==== INPUT
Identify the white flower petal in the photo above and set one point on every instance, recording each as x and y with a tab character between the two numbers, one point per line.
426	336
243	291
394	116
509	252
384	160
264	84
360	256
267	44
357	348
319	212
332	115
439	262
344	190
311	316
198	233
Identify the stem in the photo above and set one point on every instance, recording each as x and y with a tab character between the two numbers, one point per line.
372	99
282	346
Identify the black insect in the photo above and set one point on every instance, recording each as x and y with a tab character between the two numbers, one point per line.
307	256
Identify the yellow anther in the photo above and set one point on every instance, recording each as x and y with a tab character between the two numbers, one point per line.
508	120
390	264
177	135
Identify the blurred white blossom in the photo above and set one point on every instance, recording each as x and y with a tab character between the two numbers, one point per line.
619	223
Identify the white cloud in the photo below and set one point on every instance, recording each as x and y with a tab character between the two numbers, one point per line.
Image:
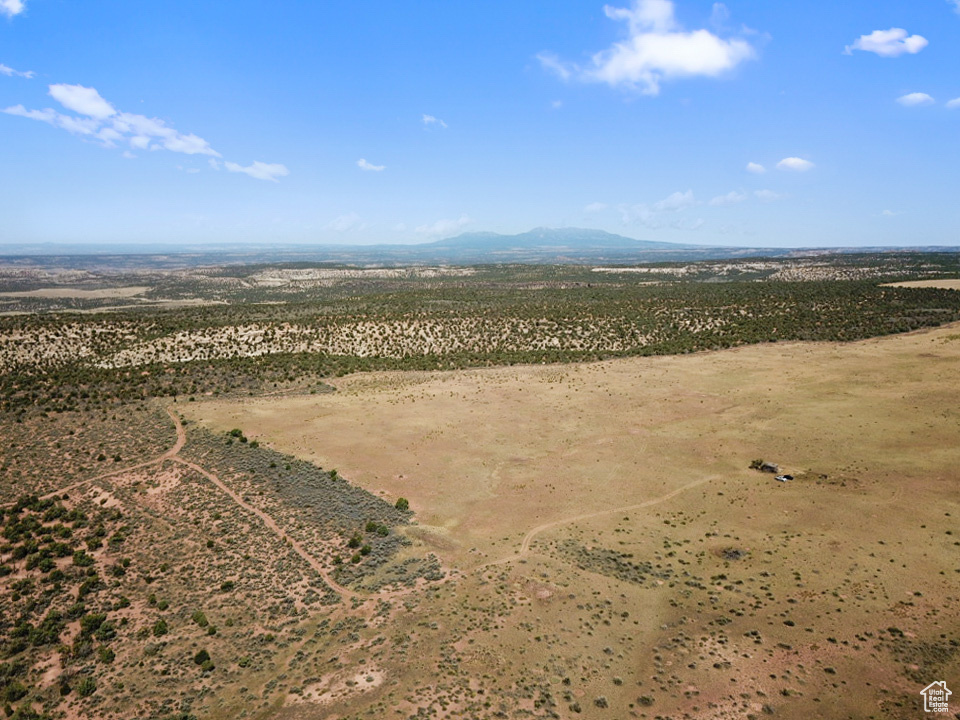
98	120
47	116
648	215
11	7
260	171
767	195
558	67
888	43
676	201
442	228
83	100
731	198
344	223
719	15
364	165
795	164
10	72
915	100
429	120
656	49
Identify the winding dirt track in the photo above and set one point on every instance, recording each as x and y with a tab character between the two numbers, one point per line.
270	523
528	538
173	454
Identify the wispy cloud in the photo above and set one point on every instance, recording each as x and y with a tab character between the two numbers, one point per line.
656	49
915	100
888	43
731	198
444	227
650	214
429	120
795	165
11	7
10	72
346	223
261	171
82	100
364	165
676	201
99	121
767	195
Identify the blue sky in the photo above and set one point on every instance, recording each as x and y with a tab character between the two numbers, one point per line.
302	122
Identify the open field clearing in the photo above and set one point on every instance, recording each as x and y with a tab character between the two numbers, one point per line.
737	592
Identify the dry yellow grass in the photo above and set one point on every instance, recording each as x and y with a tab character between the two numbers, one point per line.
945	284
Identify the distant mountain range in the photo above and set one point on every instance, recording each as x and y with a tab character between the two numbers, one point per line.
540	245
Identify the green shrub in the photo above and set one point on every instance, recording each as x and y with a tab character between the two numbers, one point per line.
86	687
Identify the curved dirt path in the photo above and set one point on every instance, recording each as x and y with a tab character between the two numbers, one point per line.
168	455
528	538
272	524
173	454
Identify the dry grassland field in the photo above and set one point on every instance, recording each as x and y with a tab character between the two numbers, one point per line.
614	550
334	493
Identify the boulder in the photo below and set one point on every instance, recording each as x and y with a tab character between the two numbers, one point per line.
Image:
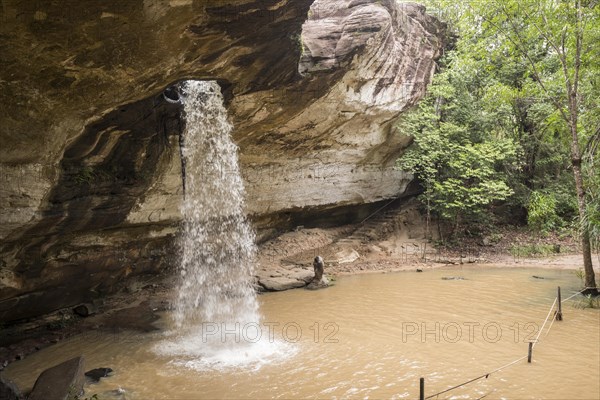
281	283
8	389
61	382
96	374
90	167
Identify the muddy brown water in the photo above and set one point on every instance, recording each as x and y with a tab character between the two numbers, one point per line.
369	336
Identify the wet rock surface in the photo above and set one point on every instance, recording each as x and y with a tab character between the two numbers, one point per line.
8	390
61	382
90	170
94	375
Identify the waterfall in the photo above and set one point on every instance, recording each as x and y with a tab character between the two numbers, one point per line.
218	244
217	321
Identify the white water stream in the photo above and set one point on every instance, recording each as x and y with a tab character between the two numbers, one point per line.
216	317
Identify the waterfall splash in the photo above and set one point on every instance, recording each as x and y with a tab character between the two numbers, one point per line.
216	316
218	247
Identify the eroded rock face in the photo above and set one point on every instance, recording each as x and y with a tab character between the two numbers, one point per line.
90	169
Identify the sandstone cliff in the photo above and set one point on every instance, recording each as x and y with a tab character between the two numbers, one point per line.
90	172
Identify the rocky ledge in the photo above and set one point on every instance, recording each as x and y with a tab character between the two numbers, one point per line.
90	171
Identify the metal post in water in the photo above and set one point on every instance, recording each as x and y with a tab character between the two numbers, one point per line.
559	312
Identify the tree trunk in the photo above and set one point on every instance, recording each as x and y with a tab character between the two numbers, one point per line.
586	247
572	92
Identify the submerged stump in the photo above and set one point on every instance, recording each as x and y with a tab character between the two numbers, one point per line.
320	280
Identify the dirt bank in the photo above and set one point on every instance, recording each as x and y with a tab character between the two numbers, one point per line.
389	241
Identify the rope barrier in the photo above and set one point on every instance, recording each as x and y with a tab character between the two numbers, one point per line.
582	290
545	321
476	379
486	375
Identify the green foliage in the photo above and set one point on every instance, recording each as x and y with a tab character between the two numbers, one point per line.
533	250
460	153
542	215
511	77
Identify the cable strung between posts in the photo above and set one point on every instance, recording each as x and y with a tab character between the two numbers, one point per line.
545	321
513	362
569	298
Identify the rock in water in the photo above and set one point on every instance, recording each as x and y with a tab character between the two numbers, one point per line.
8	390
97	373
320	280
61	382
85	310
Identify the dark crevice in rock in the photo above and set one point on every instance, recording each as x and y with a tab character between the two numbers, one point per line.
103	173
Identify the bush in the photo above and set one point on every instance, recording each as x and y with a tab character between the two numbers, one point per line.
542	212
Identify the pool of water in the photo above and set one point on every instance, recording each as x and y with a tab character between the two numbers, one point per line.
========
PROBLEM TO WORK ON: Extract word for word the stretch of the items above from the line containing "Identify the dark" through the end of the items.

RESULT FOR THIS TASK:
Identify the dark crevice in rock in the photo above and set one point on every instance, recording each as x and y with a tab character between the two numbers, one point per line.
103	173
Identify the bush in the photo above and set one point on every instance, recording each as x and y with a tab character between the two numbers, one point per line.
542	212
Identify the pool of water in the photo above and set one point on every instance, recording each as x and y with a tab character between the two numbers, one point per line.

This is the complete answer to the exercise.